- EXERCISE PROMPT -
Please pull out, word for word, the part of the items that starts with the line containing "A rule for this batch: each instance of the bird feet" and continues to the end of the items, including both the starting and final lines.

(Coordinate annotation items)
^^^^^^^^

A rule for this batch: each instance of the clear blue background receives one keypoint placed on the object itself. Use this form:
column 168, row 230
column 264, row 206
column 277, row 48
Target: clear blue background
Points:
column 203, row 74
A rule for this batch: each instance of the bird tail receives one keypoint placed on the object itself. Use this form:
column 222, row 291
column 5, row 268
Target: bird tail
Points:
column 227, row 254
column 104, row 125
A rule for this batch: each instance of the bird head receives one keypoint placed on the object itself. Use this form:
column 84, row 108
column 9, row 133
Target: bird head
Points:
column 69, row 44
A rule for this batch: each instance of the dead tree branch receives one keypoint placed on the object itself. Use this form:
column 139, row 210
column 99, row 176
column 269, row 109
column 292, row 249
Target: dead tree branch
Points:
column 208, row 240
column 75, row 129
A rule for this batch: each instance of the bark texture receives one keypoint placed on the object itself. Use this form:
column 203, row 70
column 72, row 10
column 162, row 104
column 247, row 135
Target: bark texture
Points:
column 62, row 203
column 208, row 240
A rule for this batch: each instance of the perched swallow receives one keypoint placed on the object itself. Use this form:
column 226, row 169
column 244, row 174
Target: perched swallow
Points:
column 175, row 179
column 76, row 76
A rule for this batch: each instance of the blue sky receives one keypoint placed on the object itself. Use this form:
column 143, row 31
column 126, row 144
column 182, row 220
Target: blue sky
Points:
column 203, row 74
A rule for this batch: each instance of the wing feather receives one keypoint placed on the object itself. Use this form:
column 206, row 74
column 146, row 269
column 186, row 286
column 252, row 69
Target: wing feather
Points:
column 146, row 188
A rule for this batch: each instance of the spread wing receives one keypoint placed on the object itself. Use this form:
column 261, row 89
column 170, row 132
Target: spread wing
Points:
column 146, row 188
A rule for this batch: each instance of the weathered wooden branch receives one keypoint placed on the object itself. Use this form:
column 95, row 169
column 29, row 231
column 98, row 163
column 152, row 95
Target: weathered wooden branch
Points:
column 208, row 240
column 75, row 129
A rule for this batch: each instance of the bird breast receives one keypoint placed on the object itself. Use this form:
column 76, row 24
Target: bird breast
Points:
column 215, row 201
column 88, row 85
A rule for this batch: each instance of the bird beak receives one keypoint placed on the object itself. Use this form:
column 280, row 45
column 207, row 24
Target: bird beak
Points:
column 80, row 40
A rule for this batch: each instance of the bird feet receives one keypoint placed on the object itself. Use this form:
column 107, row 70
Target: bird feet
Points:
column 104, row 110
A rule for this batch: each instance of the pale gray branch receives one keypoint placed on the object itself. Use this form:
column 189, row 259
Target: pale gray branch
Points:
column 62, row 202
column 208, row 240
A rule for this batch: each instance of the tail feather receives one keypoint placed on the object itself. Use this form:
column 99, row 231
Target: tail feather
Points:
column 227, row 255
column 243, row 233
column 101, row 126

^^^^^^^^

- REPLY -
A rule for this batch: each instance of the bird feet receives one keypoint placed on the object itself. Use this form:
column 107, row 70
Target: bird feet
Points:
column 104, row 110
A rule for this batch: each instance of the pale gray branch receives one keypoint placed on the object itself. Use this form:
column 189, row 259
Target: pale gray branch
Points:
column 62, row 202
column 208, row 240
A rule for this batch: each instance of the tail feather receives one keypoint placed on the object itself. Use this form:
column 99, row 231
Target: tail feather
Points:
column 227, row 255
column 243, row 233
column 101, row 126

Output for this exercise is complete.